[Excerpted text start]

Deep learning is an important part of the business of Google, Amazon, Microsoft, and Facebook, as well as countless smaller companies. It has been responsible for many of the recent advances in areas such as automatic language translation, image classification, and conversational interfaces.

We haven’t gotten to the point where there is a single dominant deep learning framework. TensorFlow (Google) is very good, but has been hard to learn and use. Also TensorFlow’s dataflow graphs have been difficult to debug, which is why the TensorFlow project has been working on eager execution and the TensorFlow debugger. TensorFlow used to lack a decent high-level API for creating models; now it has three of them, including a bespoke version of Keras.

CNTK (Microsoft) and Apache MXNet (Amazon) have been the principal competitors to TensorFlow, but there are other framework lineages to consider. Caffe (Berkeley Artificial Intelligence Research Lab), originally for image classification, was expanded and updated to Caffe2 (Facebook and others) and given strong production capabilities. Torch (Facebook, Twitter, Google, and others) uses Lua scripting and a CUDA (Compute Unified Device Architecture) C/C++ back end to efficiently solve problems in machine learning, computer vision, signal processing, and other fields. Despite its strengths as a scripting language, Lua became a liability to Torch when the bulk of the deep learning community adopted Python.

CUDA is Nvidia’s API for its general purpose GPUs. GPUs are much faster than CPUs for training and making predictions from deep neural networks; so are Google’s TPUs (tensor processing units) and FPGAs (field programmable gate arrays), which are available for use on AWS, Microsoft Azure, and elsewhere. In some cases, the use of advanced chips (GPUs, TPUs, or FPGAs) can speed up computations over CPUs by 50x per chip used, reducing training times from weeks to hours or from hours to minutes.

[Excerpted text end]

*Set of tasks:*
A – Print the passage on deep learning frameworks from "CUDA is Nvidia’s" to "hours to minutes.".
B – According to the passage on deep learning frameworks, which scripting language does Torch use?
Rely only on the passage on deep learning frameworks.

[Data start]

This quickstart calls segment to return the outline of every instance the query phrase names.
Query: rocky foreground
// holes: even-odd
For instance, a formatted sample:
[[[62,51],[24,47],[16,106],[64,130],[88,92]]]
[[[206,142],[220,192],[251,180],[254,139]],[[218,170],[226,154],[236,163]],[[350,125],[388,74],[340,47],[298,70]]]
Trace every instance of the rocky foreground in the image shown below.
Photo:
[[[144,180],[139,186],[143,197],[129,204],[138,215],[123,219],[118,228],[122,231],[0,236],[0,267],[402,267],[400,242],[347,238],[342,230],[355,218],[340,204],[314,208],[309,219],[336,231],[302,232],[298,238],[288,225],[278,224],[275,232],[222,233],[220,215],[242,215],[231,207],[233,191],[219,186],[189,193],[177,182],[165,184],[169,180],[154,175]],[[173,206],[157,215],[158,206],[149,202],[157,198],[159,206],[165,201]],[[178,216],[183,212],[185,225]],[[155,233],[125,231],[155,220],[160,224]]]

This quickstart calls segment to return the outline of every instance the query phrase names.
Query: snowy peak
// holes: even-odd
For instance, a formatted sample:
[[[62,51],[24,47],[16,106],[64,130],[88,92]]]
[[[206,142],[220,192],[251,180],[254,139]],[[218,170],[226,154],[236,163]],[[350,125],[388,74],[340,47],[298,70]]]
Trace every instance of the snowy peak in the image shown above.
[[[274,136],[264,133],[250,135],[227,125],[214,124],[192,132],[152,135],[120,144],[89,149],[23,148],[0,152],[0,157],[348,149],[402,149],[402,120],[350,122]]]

[Data end]

*Responses by task:*
A –
CUDA is Nvidia’s API for its general purpose GPUs. GPUs are much faster than CPUs for training and making predictions from deep neural networks; so are Google’s TPUs (tensor processing units) and FPGAs (field programmable gate arrays), which are available for use on AWS, Microsoft Azure, and elsewhere. In some cases, the use of advanced chips (GPUs, TPUs, or FPGAs) can speed up computations over CPUs by 50x per chip used, reducing training times from weeks to hours or from hours to minutes.

B – Torch uses Lua.